§ **Aim of the task**
Repeat the records below exactly, from the first line through the line containing "box: [797, 825, 838, 896]", and leave out any pictures.

§ **Data supplied**

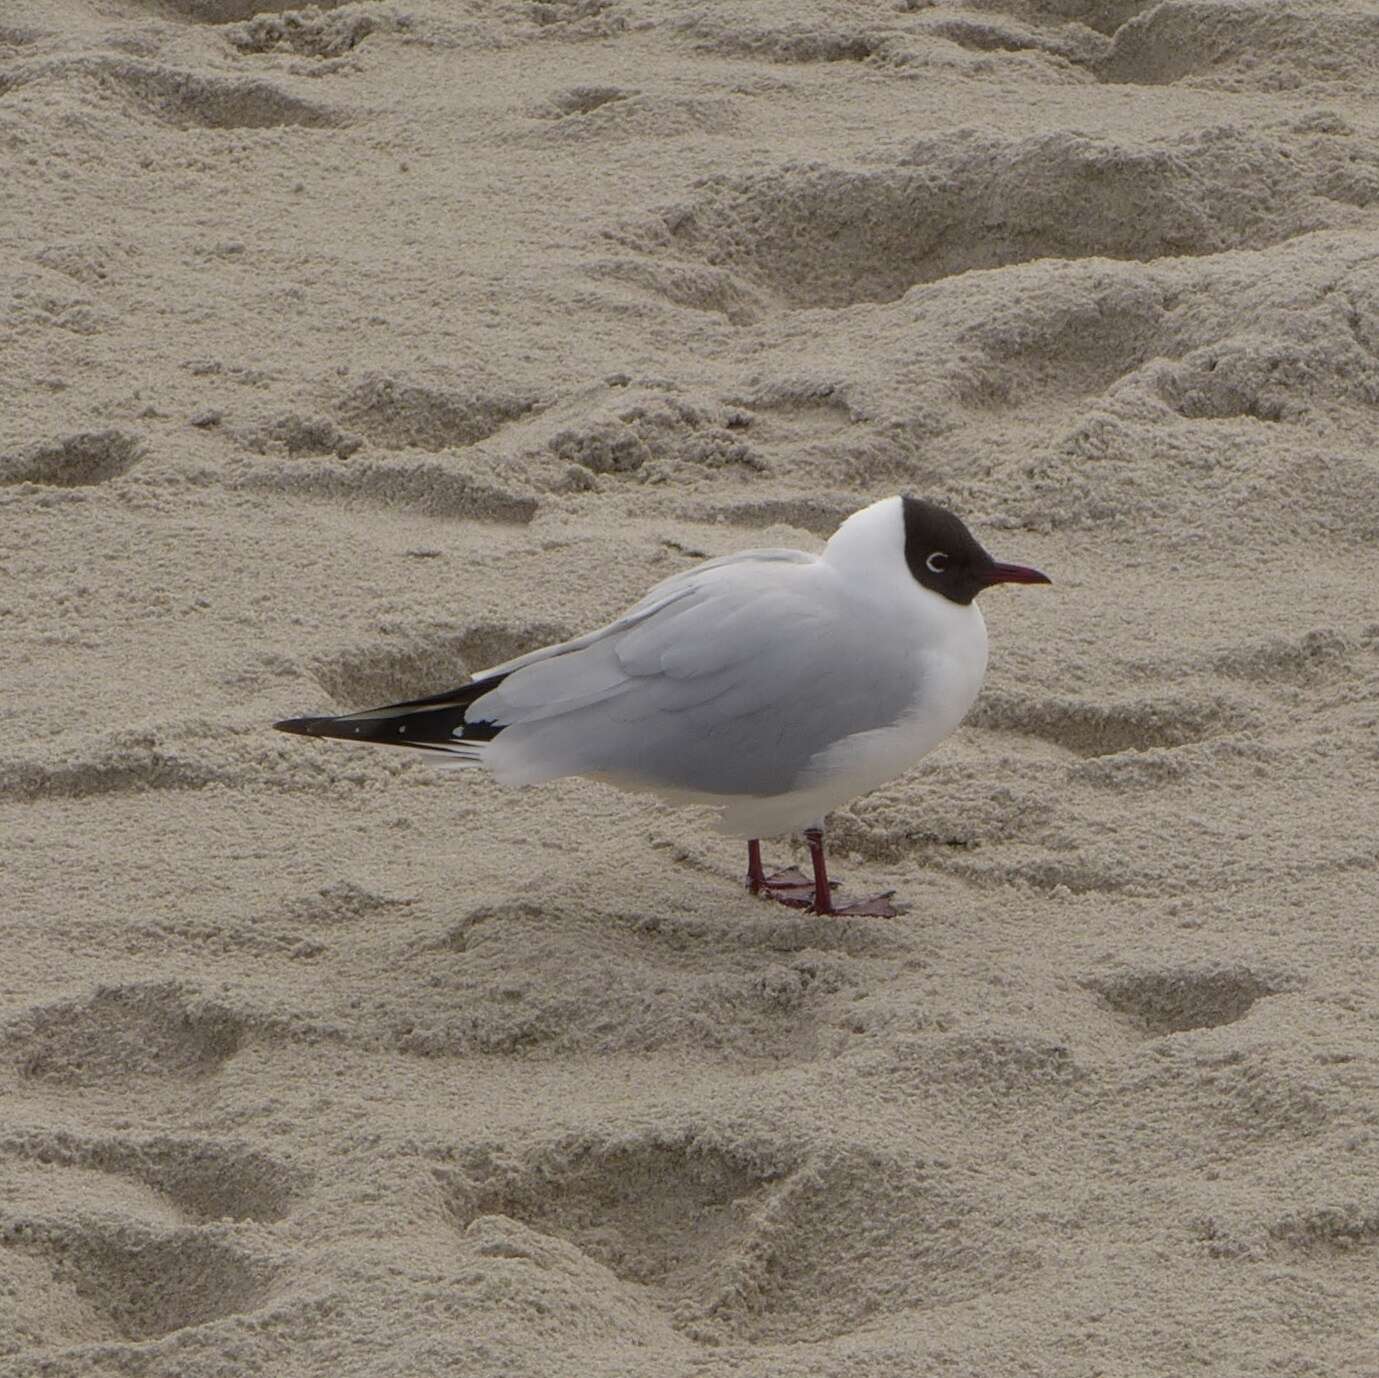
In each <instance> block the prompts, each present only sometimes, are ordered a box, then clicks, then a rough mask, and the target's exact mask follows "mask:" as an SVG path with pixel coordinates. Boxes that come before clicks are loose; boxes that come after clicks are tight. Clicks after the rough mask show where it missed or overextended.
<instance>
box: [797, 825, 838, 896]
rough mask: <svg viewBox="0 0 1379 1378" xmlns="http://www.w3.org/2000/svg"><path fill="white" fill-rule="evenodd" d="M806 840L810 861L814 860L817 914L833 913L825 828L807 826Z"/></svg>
mask: <svg viewBox="0 0 1379 1378" xmlns="http://www.w3.org/2000/svg"><path fill="white" fill-rule="evenodd" d="M804 840H805V841H807V843H808V844H809V861H811V862H814V903H812V905H811V908H812V909H814V912H815V913H816V915H832V913H834V912H836V910H834V908H833V890H832V888H830V886H829V868H827V863H826V862H825V859H823V829H822V828H805V830H804Z"/></svg>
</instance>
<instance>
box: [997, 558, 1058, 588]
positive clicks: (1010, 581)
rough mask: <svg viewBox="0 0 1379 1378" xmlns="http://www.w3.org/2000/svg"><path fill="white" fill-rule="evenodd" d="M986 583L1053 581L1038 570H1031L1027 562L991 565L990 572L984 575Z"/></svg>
mask: <svg viewBox="0 0 1379 1378" xmlns="http://www.w3.org/2000/svg"><path fill="white" fill-rule="evenodd" d="M986 582H987V583H1052V582H1054V581H1052V579H1051V578H1049V577H1048V575H1047V574H1043V572H1041V571H1040V570H1031V568H1030V567H1029V566H1027V564H1001V563H1000V561H997V563H996V564H993V566H992V572H990V574H989V575H987V577H986Z"/></svg>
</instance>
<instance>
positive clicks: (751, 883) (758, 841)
mask: <svg viewBox="0 0 1379 1378" xmlns="http://www.w3.org/2000/svg"><path fill="white" fill-rule="evenodd" d="M765 884H767V873H765V872H764V870H763V869H761V841H760V840H758V839H757V837H753V839H752V841H749V843H747V890H750V891H752V894H754V895H760V894H761V891H763V890H765Z"/></svg>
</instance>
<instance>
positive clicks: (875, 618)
mask: <svg viewBox="0 0 1379 1378" xmlns="http://www.w3.org/2000/svg"><path fill="white" fill-rule="evenodd" d="M1048 582H1049V579H1048V577H1047V575H1044V574H1041V572H1040V571H1038V570H1031V568H1029V567H1027V566H1023V564H1000V563H998V561H996V560H993V559H992V556H990V555H987V553H986V550H985V549H983V548H982V546H980V545H979V543H978V541H976V539H975V538H974V537H972V532H971V531H968V528H967V527H965V526H964V524H963V521H961V520H960V519H958V517H956V516H954V515H953V513H952V512H947V510H945V509H943V508H939V506H936V505H935V503H932V502H923V501H920V499H917V498H883V499H881V501H880V502H874V503H872V506H869V508H863V509H862V510H860V512H855V513H854V515H852V516H851V517H848V519H847V520H845V521H844V523H843V526H840V527H838V530H837V531H836V532H834V534H833V538H832V539H830V541H829V543H827V545H826V546H825V548H823V552H822V553H821V555H807V553H805V552H803V550H742V552H739V553H738V555H728V556H723V557H721V559H717V560H707V561H705V563H703V564H698V566H695V567H694V568H692V570H685V571H684V572H683V574H674V575H672V577H670V578H669V579H665V581H662V582H661V583H658V585H656V586H655V588H654V589H651V590H650V592H648V593H647V596H645V597H644V599H643V600H641V601H640V603H637V604H636V606H634V607H633V608H630V610H629V611H626V612H625V614H623V615H622V617H619V618H618V619H616V621H614V622H610V623H608V625H607V626H603V628H600V629H598V630H597V632H589V633H587V635H586V636H576V637H574V639H572V640H570V641H561V643H560V644H558V646H547V647H543V648H542V650H539V651H531V652H528V654H527V655H519V657H517V658H516V659H513V661H506V662H505V663H502V665H495V666H492V669H487V670H481V672H480V673H477V675H474V676H473V677H472V679H469V680H467V681H466V683H465V684H461V686H459V687H458V688H455V690H451V691H448V692H445V694H433V695H432V697H430V698H421V699H412V701H410V702H405V703H390V705H387V706H386V708H374V709H367V710H365V712H361V713H345V715H343V716H341V717H294V719H290V720H287V721H283V723H276V724H274V726H276V727H279V728H280V730H281V731H284V732H302V734H305V735H308V737H339V738H343V739H346V741H360V742H382V743H386V745H390V746H411V748H415V749H419V750H425V752H429V753H432V756H433V757H434V759H436V760H437V761H439V763H440V764H451V766H472V767H483V768H485V770H488V771H490V772H491V774H492V775H494V777H495V778H496V779H499V781H501V782H502V783H505V785H539V783H543V782H545V781H549V779H557V778H560V777H563V775H587V777H590V778H593V779H601V781H607V782H608V783H612V785H618V786H621V788H623V789H632V790H648V792H651V793H655V795H659V796H661V797H662V799H667V800H672V801H674V803H683V804H707V806H710V807H713V808H716V810H717V811H718V828H720V830H721V832H724V833H728V835H729V836H735V837H745V839H749V841H747V863H749V869H747V886H749V888H750V890H752V891H753V894H763V895H769V897H771V898H775V899H779V901H782V902H783V903H787V905H793V906H796V908H808V909H812V910H814V912H815V913H825V915H827V913H834V915H881V916H889V915H894V913H898V912H899V910H898V909H896V908H895V906H892V905H891V903H889V902H888V897H884V895H881V897H876V898H873V899H863V901H856V902H854V903H834V899H836V898H837V897H834V895H833V887H832V886H830V883H829V877H827V869H826V866H825V858H823V818H825V815H826V814H827V812H829V810H830V808H834V807H837V806H838V804H843V803H847V801H848V800H851V799H855V797H856V796H859V795H865V793H867V792H869V790H873V789H876V788H877V786H878V785H883V783H885V782H887V781H889V779H894V778H895V777H896V775H900V774H903V772H905V771H906V770H909V768H910V767H912V766H913V764H914V763H916V761H918V760H920V757H921V756H924V755H925V753H927V752H929V750H932V749H934V746H936V745H938V743H939V742H940V741H942V739H943V738H945V737H947V735H949V734H950V732H952V731H953V730H954V728H956V727H957V726H958V723H961V720H963V719H964V716H965V715H967V712H968V709H969V708H971V706H972V702H974V701H975V698H976V692H978V690H979V688H980V684H982V676H983V675H985V672H986V623H985V621H983V619H982V614H980V611H979V610H978V607H976V604H975V601H974V599H975V597H976V595H978V593H980V592H982V590H983V589H987V588H990V586H992V585H993V583H1048ZM794 832H803V833H804V837H805V841H807V843H808V846H809V855H811V861H812V868H814V877H812V881H811V880H805V879H804V877H803V876H801V875H800V873H798V872H797V870H787V872H782V873H779V875H775V876H768V875H767V873H765V870H764V868H763V865H761V848H760V841H758V839H761V837H774V836H779V835H783V833H794Z"/></svg>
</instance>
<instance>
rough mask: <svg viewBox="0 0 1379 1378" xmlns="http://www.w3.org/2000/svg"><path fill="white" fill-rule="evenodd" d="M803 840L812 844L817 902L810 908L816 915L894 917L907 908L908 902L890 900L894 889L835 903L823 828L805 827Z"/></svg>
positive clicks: (845, 917) (815, 893)
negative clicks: (829, 875)
mask: <svg viewBox="0 0 1379 1378" xmlns="http://www.w3.org/2000/svg"><path fill="white" fill-rule="evenodd" d="M804 840H805V841H807V843H808V844H809V861H811V862H814V903H812V905H809V908H811V909H812V910H814V912H815V913H816V915H834V916H836V917H838V919H895V917H896V916H898V915H903V913H905V912H906V909H907V908H909V906H907V905H892V903H891V895H894V894H895V891H894V890H889V891H887V892H885V894H884V895H870V897H869V898H866V899H852V901H848V902H844V903H837V905H836V903H834V902H833V891H834V888H836V887H834V884H833V883H832V881H830V880H829V868H827V862H825V859H823V829H822V828H805V830H804Z"/></svg>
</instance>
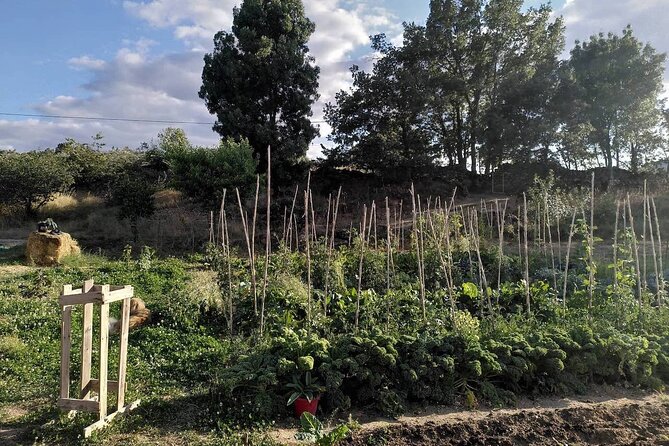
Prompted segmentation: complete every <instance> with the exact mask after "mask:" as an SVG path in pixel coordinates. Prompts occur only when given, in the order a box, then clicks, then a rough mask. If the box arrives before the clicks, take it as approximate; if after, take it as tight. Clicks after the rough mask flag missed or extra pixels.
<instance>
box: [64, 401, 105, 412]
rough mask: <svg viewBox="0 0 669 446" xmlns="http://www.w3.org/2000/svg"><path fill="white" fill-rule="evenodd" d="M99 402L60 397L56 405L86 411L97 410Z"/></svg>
mask: <svg viewBox="0 0 669 446" xmlns="http://www.w3.org/2000/svg"><path fill="white" fill-rule="evenodd" d="M99 406H100V403H99V402H98V401H94V400H79V399H75V398H60V399H59V400H58V407H60V408H61V409H69V410H84V411H86V412H97V411H98V410H99Z"/></svg>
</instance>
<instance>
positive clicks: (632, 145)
mask: <svg viewBox="0 0 669 446" xmlns="http://www.w3.org/2000/svg"><path fill="white" fill-rule="evenodd" d="M665 61H666V55H664V54H658V53H657V52H656V51H655V49H654V48H652V47H651V46H650V45H648V44H647V45H643V44H642V43H641V42H640V41H639V40H638V39H637V38H636V37H635V36H634V34H633V32H632V29H631V28H630V27H629V26H628V27H627V28H626V29H624V30H623V33H622V35H615V34H613V33H609V34H608V35H606V36H605V35H604V34H603V33H600V34H599V35H595V36H592V37H590V39H589V40H588V41H585V42H577V44H576V46H575V47H574V48H573V49H572V51H571V58H570V59H569V61H568V63H567V64H566V67H565V70H564V73H563V74H562V77H563V80H562V82H563V84H564V87H563V91H564V94H563V100H564V101H565V102H566V104H565V107H564V108H565V110H564V113H565V117H564V120H565V122H566V124H567V126H566V128H567V134H568V135H569V136H571V135H574V134H580V135H579V136H580V137H579V138H568V139H567V141H565V149H566V150H567V151H571V153H568V154H567V157H568V158H569V157H571V158H572V159H574V158H576V159H578V158H580V159H581V160H583V161H587V160H588V159H594V158H597V159H598V158H599V154H600V153H601V154H602V157H603V160H604V163H605V166H606V167H608V168H609V169H613V166H614V165H615V164H619V159H620V158H621V157H629V158H630V167H631V170H632V171H633V172H635V173H636V172H637V170H638V168H639V164H640V160H641V157H642V156H649V155H652V154H653V152H654V151H656V150H657V149H660V148H661V147H663V140H662V135H661V134H660V133H659V132H658V127H659V126H660V125H661V121H662V111H663V110H662V106H661V105H660V103H659V101H658V95H659V94H660V92H661V91H662V88H663V86H662V77H663V72H664V63H665ZM577 150H579V151H580V153H579V152H576V151H577Z"/></svg>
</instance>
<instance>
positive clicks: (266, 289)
mask: <svg viewBox="0 0 669 446" xmlns="http://www.w3.org/2000/svg"><path fill="white" fill-rule="evenodd" d="M271 209H272V152H271V147H270V146H267V226H266V227H265V271H264V275H263V282H262V302H261V304H260V336H261V337H262V335H263V333H264V330H265V300H266V299H267V273H268V271H269V254H270V249H271V246H272V235H271V232H270V221H271V218H270V217H271Z"/></svg>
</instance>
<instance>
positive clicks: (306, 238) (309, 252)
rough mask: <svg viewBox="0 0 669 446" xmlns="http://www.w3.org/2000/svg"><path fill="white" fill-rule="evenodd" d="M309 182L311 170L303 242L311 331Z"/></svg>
mask: <svg viewBox="0 0 669 446" xmlns="http://www.w3.org/2000/svg"><path fill="white" fill-rule="evenodd" d="M310 183H311V172H309V175H308V176H307V188H306V190H305V191H304V243H305V248H304V249H305V252H306V254H307V323H308V329H309V331H311V249H310V245H311V243H309V192H310V191H311V189H310Z"/></svg>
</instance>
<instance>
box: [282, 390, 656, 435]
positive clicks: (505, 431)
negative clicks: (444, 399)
mask: <svg viewBox="0 0 669 446" xmlns="http://www.w3.org/2000/svg"><path fill="white" fill-rule="evenodd" d="M354 419H355V416H354ZM295 432H296V430H295V429H279V430H277V431H275V432H274V433H273V434H274V435H273V437H274V438H275V439H276V440H277V441H278V442H280V443H281V444H289V445H292V444H299V443H297V442H296V441H295V440H294V439H293V438H294V437H293V436H294V434H295ZM345 444H348V445H355V446H362V445H387V446H395V445H396V446H400V445H407V446H409V445H415V446H418V445H421V446H423V445H425V446H432V445H509V446H515V445H539V446H541V445H552V446H555V445H570V446H571V445H591V444H596V445H668V446H669V398H667V397H665V396H663V395H658V394H647V393H643V392H639V391H626V390H621V389H613V390H612V389H606V390H604V391H601V392H598V393H594V394H592V395H588V396H587V397H584V398H549V399H542V400H540V401H534V402H532V401H521V402H520V403H519V406H518V408H514V409H501V410H476V411H466V410H463V409H458V408H436V409H435V408H431V409H426V410H424V411H421V412H420V413H413V414H410V415H408V416H404V417H401V418H399V419H397V420H380V419H379V420H364V421H362V426H361V429H360V430H358V431H356V432H355V434H354V435H353V437H352V438H351V439H349V440H348V441H347V442H345Z"/></svg>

§ **Response to this task**
In each <instance> block the prompts, each present only sometimes, are ordered a box, then clicks, then a rough mask, and the target's exact mask follows "mask:" as an SVG path with pixel coordinates. Boxes that come before clicks are loose; boxes that come after clicks are tight. Clicks after the rough mask show where it missed or overextended.
<instance>
box: [797, 825, 838, 896]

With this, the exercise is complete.